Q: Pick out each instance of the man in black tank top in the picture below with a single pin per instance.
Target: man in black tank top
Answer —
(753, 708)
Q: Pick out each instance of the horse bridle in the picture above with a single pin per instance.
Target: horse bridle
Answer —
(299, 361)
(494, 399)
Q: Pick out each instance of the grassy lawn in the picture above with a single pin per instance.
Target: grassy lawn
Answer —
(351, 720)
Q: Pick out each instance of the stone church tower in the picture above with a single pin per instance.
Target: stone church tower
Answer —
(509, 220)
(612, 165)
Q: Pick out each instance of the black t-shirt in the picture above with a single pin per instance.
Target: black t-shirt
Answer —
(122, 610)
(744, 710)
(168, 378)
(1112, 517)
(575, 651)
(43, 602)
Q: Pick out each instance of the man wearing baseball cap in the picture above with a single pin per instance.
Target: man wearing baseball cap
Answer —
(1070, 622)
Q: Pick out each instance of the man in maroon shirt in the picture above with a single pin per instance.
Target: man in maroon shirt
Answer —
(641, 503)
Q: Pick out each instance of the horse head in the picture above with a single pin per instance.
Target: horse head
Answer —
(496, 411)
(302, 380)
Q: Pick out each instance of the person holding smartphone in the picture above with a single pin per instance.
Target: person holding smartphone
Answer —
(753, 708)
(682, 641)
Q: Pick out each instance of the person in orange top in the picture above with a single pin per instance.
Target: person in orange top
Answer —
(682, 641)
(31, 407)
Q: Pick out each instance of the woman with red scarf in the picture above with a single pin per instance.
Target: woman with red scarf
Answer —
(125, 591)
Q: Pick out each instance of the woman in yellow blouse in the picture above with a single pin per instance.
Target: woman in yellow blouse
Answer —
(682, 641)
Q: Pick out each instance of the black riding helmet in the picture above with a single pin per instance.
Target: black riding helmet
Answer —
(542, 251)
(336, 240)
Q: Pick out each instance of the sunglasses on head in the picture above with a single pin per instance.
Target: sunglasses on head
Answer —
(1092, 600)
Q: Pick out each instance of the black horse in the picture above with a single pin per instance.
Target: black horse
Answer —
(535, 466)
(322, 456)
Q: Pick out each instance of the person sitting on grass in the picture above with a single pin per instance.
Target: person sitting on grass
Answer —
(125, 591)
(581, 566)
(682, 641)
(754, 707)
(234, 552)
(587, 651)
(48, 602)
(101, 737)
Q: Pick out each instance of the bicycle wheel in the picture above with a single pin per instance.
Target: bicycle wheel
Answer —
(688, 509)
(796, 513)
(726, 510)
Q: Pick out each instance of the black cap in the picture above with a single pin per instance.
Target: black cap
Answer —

Task: Please retype the whole of the material above exactly.

Written reply:
Q: Pick out each instance of the man in black tank top in the picture below with a single pin per instance.
Target: man in black tank top
Answer —
(753, 708)
Q: Pick out each instance of the horse bridle in the picture above with a single pin per instance.
Target: horse bridle
Answer —
(299, 361)
(494, 399)
Q: Pick out each instance of the grassy lawn in the picture above with a single pin per instance.
Target: grassy lawn
Answer —
(351, 720)
Q: Pick out each instance of the stone church tower in the picture above with a single pin per instance.
Target: stone church tower
Answer —
(509, 220)
(612, 165)
Q: Pick out each instance of the black t-shirt in the picture above with a single pin per instance.
Target: black t-shirt
Answer —
(122, 610)
(744, 710)
(168, 378)
(1112, 517)
(575, 651)
(43, 602)
Q: Pick out each instance of the man wearing baseball cap in the picture above with a single pin per instance.
Target: man wearing baseball cap
Answer —
(1070, 622)
Q: Pick out each instance of the man in maroon shirt in the picture above with a single pin per instance.
Target: man in maroon shirt
Answer —
(641, 503)
Q: Pick out each instance of the horse head in the picture above with a single pin per instance.
Target: horse head
Answer —
(496, 411)
(302, 380)
Q: Pick out each instance of the person holding smartphone in the picture above with a single pin per instance.
Target: person holding smartphone
Answer —
(753, 708)
(682, 641)
Q: Pick out each instance of the person in orange top in the picture above with a single pin per instance.
Target: person in orange top
Answer —
(682, 641)
(31, 407)
Q: Pick out each instance of the woman with red scarf in the picture above with a single pin per instance.
Target: woman with red scarf
Answer —
(125, 591)
Q: Pick out each instance of the woman in yellow blouse in the picture above with a single pin per instance.
Target: woman in yellow blouse
Answer —
(682, 641)
Q: Pick out each instance of the black riding helmet in the picture above with a single pin per instance.
Target: black riding helmet
Answer —
(542, 251)
(336, 240)
Q: Pick out each instance of the sunglasses on head in the picture above with a single pin per instance.
Target: sunglasses on head
Answer —
(1092, 600)
Q: Pick out each instance of the black horse in the picture above with a single pin per instance.
Target: black horse
Answer —
(535, 466)
(322, 456)
Q: Pick out each instance of the person sitting on grass in the picture above with a single pin per instance.
Target: person sitting on grass
Answer —
(125, 591)
(581, 566)
(682, 641)
(754, 707)
(234, 552)
(587, 651)
(48, 602)
(101, 737)
Q: Pick out each instance of the bicycle wheel in the picture above with a single pin per instance.
Target: bicycle wheel
Answer —
(688, 509)
(796, 513)
(726, 510)
Q: Pick out each instance of the black cap in the picture above with a single pin per instance.
Target: black cap
Answer —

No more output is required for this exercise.